About this exercise
What you return must match the entries word for word, minus the pictures.

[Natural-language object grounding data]
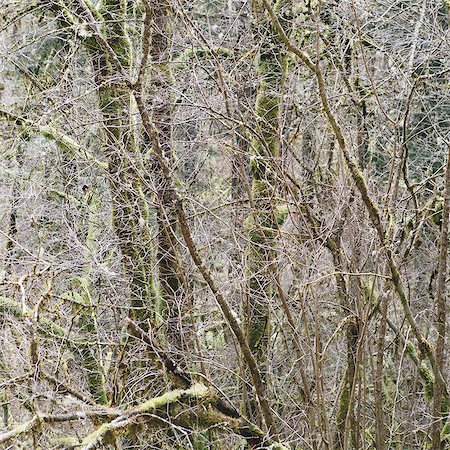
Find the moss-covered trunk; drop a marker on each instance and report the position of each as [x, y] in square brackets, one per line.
[130, 206]
[262, 223]
[160, 86]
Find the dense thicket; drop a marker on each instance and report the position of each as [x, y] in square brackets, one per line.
[224, 225]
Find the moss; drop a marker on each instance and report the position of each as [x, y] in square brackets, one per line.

Finished task
Find the moss-covered trunk; drop a marker on each instance and report the position of each as [x, y] in square brackets, one per line.
[130, 206]
[262, 223]
[160, 86]
Find the dense thicket; drop a marker on each instance and report the position of each as [x, y] in square brackets, one per line.
[224, 225]
Find the moss; drop a marker on each instance and report the position of each as [x, y] in square brackets, one per line.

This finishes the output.